Subject: Re: [baidarka] great whites
From: John Gerlach (gerlach1@pacbell.net)
Date: Sat Dec 10 2005 - 11:33:29 EST
I did some research at the Bodega Bay Marine lab over a summer a few years ago and got to room with a couple great white shark researchers. The sharks breed in Tomales Bay and hunt extensively along the coast and offshore islets and islands for marine mammals. The sharks are ambush hunters and one of the methods used to get photos of them is to tow a Boogie Board size raft with a camera pointing at the bottom. The size of the board triggers the attacks. They had some great shots of approaching sharks and then jaws driving upward from near the bottom and then they'd switch to a surface camera so you could see the raft pop up into the air when the shark hit it. Some of the footage filmed at the Farallones made it into TV in a show about the great whites.
I've heard folks say that you really only have to worry about the smaller and less experienced males taking a bite out of you because the big females have learned that humans are not worth the calories required to digest us. I didn't ask the researchers this question but after seeing the ferocity of the attacks on the rafts .....
One day we were using the Lab's sit on tops to surf (more often than not dumping and swimming after the boats) a small point that leads into the cove by the Lab and the Dive Boss ordered us all out of the water as a great white had just hit a sea lion right in front of him while he was diving just off the point. There wasn't much interest in surfing the point after that.
John Gerlach
wolfgang brinck <nativewater@yahoo.com> wrote:
--- Christopher Stewart wrote:
>
> "My biggest concern is the fact that i am located in the red
> triangle and am
> a
> sitting duck when fishing."

[Position identification entries]

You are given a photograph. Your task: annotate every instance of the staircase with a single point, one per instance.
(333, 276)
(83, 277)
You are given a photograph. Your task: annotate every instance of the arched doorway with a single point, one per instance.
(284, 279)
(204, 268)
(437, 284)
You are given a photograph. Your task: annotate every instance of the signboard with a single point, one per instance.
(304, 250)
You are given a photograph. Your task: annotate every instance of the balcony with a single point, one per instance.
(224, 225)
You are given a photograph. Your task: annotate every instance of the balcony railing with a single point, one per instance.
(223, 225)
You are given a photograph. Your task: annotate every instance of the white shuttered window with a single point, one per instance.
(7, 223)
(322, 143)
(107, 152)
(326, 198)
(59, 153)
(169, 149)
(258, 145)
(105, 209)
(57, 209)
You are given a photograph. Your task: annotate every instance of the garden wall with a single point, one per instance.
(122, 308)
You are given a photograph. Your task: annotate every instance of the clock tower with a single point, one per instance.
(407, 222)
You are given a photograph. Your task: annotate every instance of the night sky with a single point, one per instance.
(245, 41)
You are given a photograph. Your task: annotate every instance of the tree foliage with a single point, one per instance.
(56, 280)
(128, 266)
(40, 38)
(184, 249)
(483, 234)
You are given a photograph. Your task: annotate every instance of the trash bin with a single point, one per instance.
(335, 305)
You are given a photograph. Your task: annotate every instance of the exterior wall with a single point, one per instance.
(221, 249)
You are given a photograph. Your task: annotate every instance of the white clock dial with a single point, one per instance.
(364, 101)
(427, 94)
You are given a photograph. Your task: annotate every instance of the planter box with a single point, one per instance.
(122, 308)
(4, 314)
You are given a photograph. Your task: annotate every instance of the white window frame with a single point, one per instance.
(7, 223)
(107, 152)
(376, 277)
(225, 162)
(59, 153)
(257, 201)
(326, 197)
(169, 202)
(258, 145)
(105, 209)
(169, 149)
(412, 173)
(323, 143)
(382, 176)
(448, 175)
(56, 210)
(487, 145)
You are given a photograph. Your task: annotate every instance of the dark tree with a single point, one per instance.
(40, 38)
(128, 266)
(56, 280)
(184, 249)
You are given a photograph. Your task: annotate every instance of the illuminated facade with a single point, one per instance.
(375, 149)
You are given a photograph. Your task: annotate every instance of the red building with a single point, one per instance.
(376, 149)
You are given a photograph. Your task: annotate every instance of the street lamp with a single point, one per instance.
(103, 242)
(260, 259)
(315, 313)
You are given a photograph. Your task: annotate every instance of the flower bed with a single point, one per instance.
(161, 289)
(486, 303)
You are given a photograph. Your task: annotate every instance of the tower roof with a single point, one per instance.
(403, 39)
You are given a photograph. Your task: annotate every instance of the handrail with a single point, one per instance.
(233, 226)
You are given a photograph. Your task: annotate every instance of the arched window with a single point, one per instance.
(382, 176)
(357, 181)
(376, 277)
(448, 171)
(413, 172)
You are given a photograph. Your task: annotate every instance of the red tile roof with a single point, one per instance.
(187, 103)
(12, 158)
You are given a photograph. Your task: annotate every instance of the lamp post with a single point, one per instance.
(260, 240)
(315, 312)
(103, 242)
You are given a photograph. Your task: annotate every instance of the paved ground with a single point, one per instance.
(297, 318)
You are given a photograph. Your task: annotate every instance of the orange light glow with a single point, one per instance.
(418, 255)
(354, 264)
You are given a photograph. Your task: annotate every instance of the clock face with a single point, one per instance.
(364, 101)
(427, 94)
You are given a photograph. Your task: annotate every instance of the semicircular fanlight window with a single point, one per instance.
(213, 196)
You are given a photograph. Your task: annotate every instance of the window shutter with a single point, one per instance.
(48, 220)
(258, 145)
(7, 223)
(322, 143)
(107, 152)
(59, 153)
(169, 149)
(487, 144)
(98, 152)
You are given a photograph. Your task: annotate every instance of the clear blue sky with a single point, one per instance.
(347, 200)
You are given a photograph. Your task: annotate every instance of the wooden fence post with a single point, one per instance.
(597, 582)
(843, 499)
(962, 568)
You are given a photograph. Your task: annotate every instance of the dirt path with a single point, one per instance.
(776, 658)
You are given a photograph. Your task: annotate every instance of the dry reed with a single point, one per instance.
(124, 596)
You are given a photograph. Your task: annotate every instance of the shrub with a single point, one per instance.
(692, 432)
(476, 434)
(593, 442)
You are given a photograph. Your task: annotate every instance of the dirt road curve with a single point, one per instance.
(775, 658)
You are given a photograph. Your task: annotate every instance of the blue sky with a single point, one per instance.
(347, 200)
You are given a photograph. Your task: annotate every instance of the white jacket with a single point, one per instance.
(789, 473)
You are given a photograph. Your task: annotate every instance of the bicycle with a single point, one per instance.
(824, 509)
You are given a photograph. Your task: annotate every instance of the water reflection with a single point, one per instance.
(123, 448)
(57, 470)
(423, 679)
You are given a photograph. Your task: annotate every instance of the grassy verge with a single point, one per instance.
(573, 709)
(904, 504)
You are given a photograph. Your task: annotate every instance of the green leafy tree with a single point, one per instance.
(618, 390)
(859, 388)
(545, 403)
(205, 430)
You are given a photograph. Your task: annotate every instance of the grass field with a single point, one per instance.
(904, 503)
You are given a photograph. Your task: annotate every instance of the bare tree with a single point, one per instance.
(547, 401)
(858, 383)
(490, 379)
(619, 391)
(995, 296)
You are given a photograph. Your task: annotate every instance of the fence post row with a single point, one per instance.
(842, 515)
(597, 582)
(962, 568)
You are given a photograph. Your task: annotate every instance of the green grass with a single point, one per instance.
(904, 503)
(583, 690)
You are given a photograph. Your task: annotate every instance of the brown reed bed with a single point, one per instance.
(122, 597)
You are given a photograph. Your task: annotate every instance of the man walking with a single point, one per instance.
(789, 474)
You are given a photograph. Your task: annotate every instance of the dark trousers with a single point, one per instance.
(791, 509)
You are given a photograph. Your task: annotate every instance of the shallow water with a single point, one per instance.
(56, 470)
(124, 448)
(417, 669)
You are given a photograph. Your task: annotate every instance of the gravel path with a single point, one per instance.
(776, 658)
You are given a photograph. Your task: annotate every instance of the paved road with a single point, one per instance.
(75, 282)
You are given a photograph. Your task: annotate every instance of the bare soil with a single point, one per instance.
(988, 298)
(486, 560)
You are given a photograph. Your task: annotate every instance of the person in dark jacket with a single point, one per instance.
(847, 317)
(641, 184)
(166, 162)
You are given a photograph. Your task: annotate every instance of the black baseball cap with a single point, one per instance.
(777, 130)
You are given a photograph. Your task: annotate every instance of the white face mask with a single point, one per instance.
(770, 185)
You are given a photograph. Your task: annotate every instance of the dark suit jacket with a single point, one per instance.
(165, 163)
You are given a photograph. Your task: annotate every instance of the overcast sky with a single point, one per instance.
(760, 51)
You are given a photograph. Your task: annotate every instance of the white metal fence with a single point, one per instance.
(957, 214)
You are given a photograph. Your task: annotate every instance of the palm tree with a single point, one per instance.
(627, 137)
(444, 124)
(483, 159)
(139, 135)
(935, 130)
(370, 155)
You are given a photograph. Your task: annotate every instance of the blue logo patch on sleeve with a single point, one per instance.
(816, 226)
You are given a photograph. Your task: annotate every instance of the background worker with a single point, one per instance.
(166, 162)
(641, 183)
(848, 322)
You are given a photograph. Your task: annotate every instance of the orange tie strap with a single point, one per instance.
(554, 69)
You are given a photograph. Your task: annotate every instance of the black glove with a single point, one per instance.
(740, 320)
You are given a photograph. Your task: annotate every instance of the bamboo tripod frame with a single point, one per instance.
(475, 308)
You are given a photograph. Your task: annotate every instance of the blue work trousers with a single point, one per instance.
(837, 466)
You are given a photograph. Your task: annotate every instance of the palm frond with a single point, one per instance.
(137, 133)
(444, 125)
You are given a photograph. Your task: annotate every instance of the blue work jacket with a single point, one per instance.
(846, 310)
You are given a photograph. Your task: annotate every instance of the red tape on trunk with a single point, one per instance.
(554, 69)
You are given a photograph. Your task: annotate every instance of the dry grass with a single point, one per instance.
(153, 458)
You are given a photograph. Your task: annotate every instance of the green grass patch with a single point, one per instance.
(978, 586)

◆ To be done ◆
**A.** According to the message, where do great white sharks breed?
**B.** Put the entries into a numbered list, starting at the line with "patch with a single point, one per instance." and continuing through the end of the entries, including both ends.

◆ The results ◆
**A.** Tomales Bay

**B.**
1. You are given a photograph. Your task: annotate every instance of the green grass patch with a single point, one per instance.
2. (978, 586)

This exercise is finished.